January 06, 2005

DNA + communication + collaboration

NHKスペシャル「地球大進化」『ホモ・サピエンスの誕生』のなかで、ネアンデルタール人とホモ・サピエンスの比較が興味深かった。DNAではほとんど差のないこのふたつのヒト祖先は、同時に存在していた時期があるが、ネアンデルタール人は滅んでしまった。その原因としてコミュニケーション能力の差が考えられるというのだ。

さまざまな研究から浮かび上がってきているのは、言語能力の差である。声帯の位置と気道の長さの違いから、ネアンデルタール人はホモ・サピエンスほど流ちょうに言葉を扱えなかったという説が注目されている。言葉とは、“第二の遺伝子”ともいうべき存在だ。言葉を操ってコミュニケーションをとることで、ヒトは経験や知識を次世代に伝え、より効率的に食料を確保できるようになった。つまり、私たちは遺伝子の突然変異という方法によらず、確実に進化する手段を手に入れたのである。この差が、ネアンデルタール人を絶滅に、そして私たちを繁栄に導いた可能性が高いのである。

確かに情報をコミュニケーションによって仲間にまたたくまに伝播させることができる。個体ごとが目などで実体験しなければ情報を得られない状況とは比べ物にならないだろう。

取り組む内容 ▸
1. 次の(a)〜(c)が本文の内容と一致するかを判断し、それぞれ「はい」か「いいえ」で答えたうえで、根拠となる本文の語句を正確に引用してください。(a) ネアンデルタール人とホモ・サピエンスは、DNAに大きな差がある。(b) ネアンデルタール人とホモ・サピエンスが同時に存在していた時期がある。(c) ネアンデルタール人はホモ・サピエンスより流ちょうに言葉を扱えたという説が注目されている。
2. 本文のうち、「DNA + communication」から「とは比べ物にならないだろう。」までの部分を一字一句そのまま書き写してください。

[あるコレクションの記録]
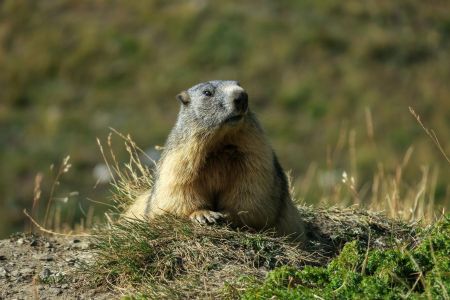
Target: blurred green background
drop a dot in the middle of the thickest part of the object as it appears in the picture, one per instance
(314, 70)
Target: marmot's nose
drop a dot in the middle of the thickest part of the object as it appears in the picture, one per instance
(241, 102)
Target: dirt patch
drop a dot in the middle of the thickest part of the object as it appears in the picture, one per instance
(36, 267)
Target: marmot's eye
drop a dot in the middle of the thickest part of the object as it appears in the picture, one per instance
(207, 93)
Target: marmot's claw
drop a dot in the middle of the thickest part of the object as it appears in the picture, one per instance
(206, 216)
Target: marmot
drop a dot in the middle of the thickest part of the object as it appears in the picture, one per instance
(217, 163)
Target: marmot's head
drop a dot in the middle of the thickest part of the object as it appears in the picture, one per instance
(214, 103)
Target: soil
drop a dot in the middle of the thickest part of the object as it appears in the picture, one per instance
(36, 267)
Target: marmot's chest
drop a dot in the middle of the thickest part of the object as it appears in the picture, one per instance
(222, 168)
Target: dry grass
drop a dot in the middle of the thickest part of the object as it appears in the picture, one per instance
(173, 258)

番号別の回答 ▸
1.
(a) いいえ。「DNAではほとんど差のない」
(b) はい。「同時に存在していた時期がある」
(c) いいえ。「ネアンデルタール人はホモ・サピエンスほど流ちょうに言葉を扱えなかったという説が注目されている」

2.
DNA + communication + collaboration

NHKスペシャル「地球大進化」『ホモ・サピエンスの誕生』のなかで、ネアンデルタール人とホモ・サピエンスの比較が興味深かった。DNAではほとんど差のないこのふたつのヒト祖先は、同時に存在していた時期があるが、ネアンデルタール人は滅んでしまった。その原因としてコミュニケーション能力の差が考えられるというのだ。

さまざまな研究から浮かび上がってきているのは、言語能力の差である。声帯の位置と気道の長さの違いから、ネアンデルタール人はホモ・サピエンスほど流ちょうに言葉を扱えなかったという説が注目されている。言葉とは、“第二の遺伝子”ともいうべき存在だ。言葉を操ってコミュニケーションをとることで、ヒトは経験や知識を次世代に伝え、より効率的に食料を確保できるようになった。つまり、私たちは遺伝子の突然変異という方法によらず、確実に進化する手段を手に入れたのである。この差が、ネアンデルタール人を絶滅に、そして私たちを繁栄に導いた可能性が高いのである。

確かに情報をコミュニケーションによって仲間にまたたくまに伝播させることができる。個体ごとが目などで実体験しなければ情報を得られない状況とは比べ物にならないだろう。